THE REQUEST - In the records below, locate the line containing "Practice step: find the woman's ear"; output that line and every following line through the last, exactly.

EXCERPTED RECORDS -
>>>>>

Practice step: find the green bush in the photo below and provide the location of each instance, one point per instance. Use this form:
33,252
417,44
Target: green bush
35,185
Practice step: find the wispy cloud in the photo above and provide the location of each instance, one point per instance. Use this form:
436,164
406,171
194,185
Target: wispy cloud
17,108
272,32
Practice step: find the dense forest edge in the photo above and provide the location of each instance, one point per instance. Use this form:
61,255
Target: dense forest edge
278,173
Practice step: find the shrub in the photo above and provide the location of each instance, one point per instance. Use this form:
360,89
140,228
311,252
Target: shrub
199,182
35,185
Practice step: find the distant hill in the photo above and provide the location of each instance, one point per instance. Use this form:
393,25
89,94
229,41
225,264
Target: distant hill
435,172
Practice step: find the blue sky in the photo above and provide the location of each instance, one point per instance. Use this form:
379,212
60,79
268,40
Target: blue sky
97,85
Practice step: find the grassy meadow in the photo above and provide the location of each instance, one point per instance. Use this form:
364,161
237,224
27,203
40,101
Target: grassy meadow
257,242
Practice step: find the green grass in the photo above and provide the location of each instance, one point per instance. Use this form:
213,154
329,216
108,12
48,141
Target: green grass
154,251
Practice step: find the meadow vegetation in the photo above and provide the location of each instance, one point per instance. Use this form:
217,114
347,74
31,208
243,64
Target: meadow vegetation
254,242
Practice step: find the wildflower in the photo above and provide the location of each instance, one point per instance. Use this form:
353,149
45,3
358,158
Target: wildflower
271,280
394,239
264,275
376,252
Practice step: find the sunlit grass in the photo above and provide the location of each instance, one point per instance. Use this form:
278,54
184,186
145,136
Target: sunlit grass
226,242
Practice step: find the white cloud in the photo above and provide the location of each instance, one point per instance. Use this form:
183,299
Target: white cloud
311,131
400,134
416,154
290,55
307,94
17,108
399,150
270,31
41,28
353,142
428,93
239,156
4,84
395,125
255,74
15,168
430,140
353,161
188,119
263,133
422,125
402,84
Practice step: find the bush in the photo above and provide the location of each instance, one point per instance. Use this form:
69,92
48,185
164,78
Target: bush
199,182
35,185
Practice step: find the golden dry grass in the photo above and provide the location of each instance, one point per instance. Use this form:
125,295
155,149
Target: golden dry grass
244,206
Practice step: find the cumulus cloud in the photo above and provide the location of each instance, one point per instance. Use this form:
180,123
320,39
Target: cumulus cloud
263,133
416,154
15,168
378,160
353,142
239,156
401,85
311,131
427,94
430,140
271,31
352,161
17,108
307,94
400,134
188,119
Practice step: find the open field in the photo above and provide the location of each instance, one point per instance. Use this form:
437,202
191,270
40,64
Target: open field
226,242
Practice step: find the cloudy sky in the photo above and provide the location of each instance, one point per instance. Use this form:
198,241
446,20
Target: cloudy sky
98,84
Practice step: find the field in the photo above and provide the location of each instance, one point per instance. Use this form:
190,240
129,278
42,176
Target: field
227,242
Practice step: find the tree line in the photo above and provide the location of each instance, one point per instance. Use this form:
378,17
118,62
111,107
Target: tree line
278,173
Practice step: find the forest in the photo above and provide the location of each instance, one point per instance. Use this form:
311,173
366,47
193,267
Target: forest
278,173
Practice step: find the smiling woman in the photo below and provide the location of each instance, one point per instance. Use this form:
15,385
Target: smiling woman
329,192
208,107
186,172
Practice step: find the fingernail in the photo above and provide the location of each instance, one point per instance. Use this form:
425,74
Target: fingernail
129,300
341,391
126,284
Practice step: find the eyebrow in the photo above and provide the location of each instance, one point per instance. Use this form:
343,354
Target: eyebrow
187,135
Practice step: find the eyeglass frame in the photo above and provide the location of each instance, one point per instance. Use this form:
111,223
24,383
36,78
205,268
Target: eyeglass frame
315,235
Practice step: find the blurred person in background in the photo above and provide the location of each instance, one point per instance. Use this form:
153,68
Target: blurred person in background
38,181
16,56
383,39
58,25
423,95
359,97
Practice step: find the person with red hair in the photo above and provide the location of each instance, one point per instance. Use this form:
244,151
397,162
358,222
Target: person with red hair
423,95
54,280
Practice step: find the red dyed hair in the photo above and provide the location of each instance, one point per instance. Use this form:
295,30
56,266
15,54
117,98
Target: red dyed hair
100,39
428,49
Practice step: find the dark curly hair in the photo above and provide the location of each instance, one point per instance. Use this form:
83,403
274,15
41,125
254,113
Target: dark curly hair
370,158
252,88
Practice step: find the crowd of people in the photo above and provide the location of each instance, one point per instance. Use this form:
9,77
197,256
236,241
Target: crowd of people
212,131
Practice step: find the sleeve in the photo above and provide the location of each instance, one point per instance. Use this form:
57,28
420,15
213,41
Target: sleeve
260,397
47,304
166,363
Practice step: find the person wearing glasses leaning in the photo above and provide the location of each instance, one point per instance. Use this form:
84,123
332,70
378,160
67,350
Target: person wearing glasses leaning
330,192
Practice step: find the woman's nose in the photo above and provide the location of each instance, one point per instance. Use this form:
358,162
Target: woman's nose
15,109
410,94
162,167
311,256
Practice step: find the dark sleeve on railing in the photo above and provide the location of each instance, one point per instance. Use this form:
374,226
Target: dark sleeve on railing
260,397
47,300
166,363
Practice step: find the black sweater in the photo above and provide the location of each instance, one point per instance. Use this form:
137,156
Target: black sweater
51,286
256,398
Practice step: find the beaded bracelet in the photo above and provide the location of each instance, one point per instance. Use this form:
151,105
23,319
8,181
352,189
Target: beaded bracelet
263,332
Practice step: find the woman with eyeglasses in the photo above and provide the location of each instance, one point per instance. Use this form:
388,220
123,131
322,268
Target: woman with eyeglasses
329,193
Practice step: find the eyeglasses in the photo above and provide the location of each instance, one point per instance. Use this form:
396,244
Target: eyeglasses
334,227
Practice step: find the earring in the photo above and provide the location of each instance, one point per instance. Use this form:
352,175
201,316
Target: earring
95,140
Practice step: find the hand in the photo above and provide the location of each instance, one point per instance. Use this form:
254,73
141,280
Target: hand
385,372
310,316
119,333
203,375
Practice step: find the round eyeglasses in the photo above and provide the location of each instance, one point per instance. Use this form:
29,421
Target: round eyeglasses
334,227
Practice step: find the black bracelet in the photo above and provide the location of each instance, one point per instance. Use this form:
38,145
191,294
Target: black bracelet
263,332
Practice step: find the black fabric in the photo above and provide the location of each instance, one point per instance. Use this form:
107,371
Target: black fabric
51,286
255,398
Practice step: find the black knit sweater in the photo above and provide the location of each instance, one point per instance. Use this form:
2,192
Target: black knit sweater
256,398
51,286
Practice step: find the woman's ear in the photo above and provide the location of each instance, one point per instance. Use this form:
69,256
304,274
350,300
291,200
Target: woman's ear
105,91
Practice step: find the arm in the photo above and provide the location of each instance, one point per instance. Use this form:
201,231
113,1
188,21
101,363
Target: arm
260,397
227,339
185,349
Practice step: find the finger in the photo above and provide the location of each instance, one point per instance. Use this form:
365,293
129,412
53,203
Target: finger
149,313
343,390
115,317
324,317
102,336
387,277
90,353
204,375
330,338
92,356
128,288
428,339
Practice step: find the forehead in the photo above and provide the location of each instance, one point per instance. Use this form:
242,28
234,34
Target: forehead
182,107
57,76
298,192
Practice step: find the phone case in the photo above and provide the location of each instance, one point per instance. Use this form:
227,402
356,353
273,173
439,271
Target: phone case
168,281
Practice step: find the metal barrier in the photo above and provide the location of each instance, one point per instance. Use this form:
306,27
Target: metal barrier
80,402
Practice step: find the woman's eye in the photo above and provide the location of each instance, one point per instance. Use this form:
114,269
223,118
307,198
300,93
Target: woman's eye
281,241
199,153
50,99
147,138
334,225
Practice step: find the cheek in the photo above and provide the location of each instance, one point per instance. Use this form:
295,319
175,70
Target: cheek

<<<<<

THE RESPONSE -
Practice step: find the woman's ear in the photo above and provide the location of each instance, one point per instance. Use this form:
69,256
304,274
350,300
291,200
Target: woman's ear
105,91
Practice step: find the arm in the photo above and provide the location of each instance, one point per instance. Use this form:
201,231
113,1
188,21
101,363
Target: arm
260,397
227,339
185,349
Practice step: find the finger in the photo above and provide the location of each instance, one point per instance. Use this form:
365,293
129,412
53,203
Target: finger
149,313
343,390
115,317
324,317
102,336
387,277
90,353
204,375
330,338
92,356
128,288
428,339
Practice step: find the forehead in the photo above and provide the location of each instance, one point per instance. Use this form:
242,28
234,34
Target: forehead
182,107
57,76
298,192
Practice step: find the phone case in the photo above and provide the location of each instance, one point per instance. Use this form:
227,402
356,353
273,173
439,271
Target: phone case
168,281
Practice step: find the metal barrier in the photo above and provide the location of each instance, one point per instance. Use this form:
306,27
Target: metal barrier
80,402
Practice step: find the woman's eye in the photo above and provide the location of each instance, one point per instance. Use this form:
114,269
223,118
307,198
300,93
Target: woman's eye
281,241
199,153
50,99
147,138
334,225
Practice step: find the cheek in the photo above and provide the location of each instance, one point per instance. Use this form:
295,319
175,70
Target: cheek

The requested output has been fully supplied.